(EXERCISE DIRECTIONS): Reproduce the stretch of the DC distribution passage from "Table 14.1 Losses based" through "loads are DC." word for word.

(QUOTED TEXT):
*-*-*

The consumption of DC power by the DC appliances eliminates the conversion stages required in the present AC distribution system. Moreover, the DC systems are free from inductance, capacitance effects and skin effect, resulting in a lesser voltage drop, power loss and line resistance. The DC system also requires less amount of insulation than an AC system because of lesser potential stress for same working voltage. Moreover, the multilevel voltage transformation ability of DC system promotes to interconnect the different voltage level and power rating DG sources and battery bank. It will go to increase the stability and reliability of the distribution system.

The DC load is supplied by DC power generated from load site DC sources and stored energy dramatically improves the system efficiency, reduces energy costs and environmental impact. On the other hand, the optimization of the voltage level of the DC distribution system is the most important factor for reduction in conversion losses and stages. A power-sharing method presents the control modes of micro-grid when multiple distributed generators have been connected [7]. Some literature explains the power sharing for hybrid power system [8]. Moreover, the conversion of existing AC distribution systems into the DC distribution systems is the greatest challenge for electrical engineers.

In the present scenario, Low Voltage Direct Current (LVDC) distribution systems do not have standard voltage ratings as in the case of AC distribution systems. The non-standardized voltage rating of the DC distribution systems again requires more number of DC-DC conversion stages at the load, storage and the generation ends, resulting in an increase in the conversion stages, losses and system cost. However, some literatures are available on the DC-DC converter and AC-DC converter for renewable energy systems [9–15]. Table 14.1 shows the conversion losses based on partial AC and DC loading of power system [16]. Three efficiencies viz. 95, 97, and 99.5 % were assigned to the DC-DC converters for their comparative study.

Table 14.1 Losses based on partial AC and DC loading of power systems [16]

The I ² R loss can be represented by varying the voltages of the DC system. From this Table, the difference in loss compared to the AC become small for 95 % DC-DC converter, if 50 % of the loads are AC and 50 % of the loads are DC.

This chapter includes the topics which deals with not only the AC-DC-AC-DC, DC-AC-DC conversion stages, but also the topics related to the reduction of the DC-DC conversion stages, losses including system cost strategy in Indian environment. Moreover, the conversion of wiring such as conversion of the existing AC distribution system i.e. three-phase three-wire system, three-phase four-wire system, etc. into multi-pole DC distribution system without any change in the hardware is also discussed. The present chapter discusses the conversion losses in the DC and AC distribution systems. Different topologies have been discussed which may be helpful in reducing converter stages i.e. decreasing the conversion losses. Total cost of the DC system has been calculated and some methods for cost optimization have been explained.

14.2 Topologies of Different LVDC Grids

14.2.1 Topologies of Mini-Grid

“Mini-grid having the more expansion of serving. It is an electrical power system that having the span between two points to fulfil the requirements of more than one building” [17].

*-*-*

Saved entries

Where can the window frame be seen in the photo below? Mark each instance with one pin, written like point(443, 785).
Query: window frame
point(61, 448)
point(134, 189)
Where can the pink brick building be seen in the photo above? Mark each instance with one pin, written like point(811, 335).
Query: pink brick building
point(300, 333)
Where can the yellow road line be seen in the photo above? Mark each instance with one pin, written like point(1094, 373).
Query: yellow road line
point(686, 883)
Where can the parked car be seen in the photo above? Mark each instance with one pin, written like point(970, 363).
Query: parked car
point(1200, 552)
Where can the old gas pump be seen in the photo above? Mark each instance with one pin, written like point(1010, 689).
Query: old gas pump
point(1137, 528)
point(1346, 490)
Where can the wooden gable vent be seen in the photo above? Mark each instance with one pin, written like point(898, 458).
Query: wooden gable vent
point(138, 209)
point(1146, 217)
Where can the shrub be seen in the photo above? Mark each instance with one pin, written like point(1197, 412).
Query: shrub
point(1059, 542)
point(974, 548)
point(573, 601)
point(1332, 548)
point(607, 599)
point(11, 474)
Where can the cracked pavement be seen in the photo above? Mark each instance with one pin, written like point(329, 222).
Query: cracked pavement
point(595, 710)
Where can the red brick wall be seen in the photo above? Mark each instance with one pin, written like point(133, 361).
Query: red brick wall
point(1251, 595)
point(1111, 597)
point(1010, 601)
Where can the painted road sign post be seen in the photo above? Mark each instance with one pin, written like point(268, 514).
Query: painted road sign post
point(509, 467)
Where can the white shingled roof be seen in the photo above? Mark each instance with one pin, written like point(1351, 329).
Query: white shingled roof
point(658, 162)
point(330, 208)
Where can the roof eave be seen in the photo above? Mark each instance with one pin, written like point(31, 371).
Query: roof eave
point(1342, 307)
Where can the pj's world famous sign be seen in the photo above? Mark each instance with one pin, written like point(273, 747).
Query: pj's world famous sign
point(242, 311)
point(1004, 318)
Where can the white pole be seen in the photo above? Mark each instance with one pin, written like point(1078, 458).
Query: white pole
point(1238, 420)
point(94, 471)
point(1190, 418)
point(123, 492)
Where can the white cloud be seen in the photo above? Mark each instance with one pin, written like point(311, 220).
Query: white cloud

*-*-*

(TASK OUTPUT):
Table 14.1 Losses based on partial AC and DC loading of power systems [16]

The I ² R loss can be represented by varying the voltages of the DC system. From this Table, the difference in loss compared to the AC become small for 95 % DC-DC converter, if 50 % of the loads are AC and 50 % of the loads are DC.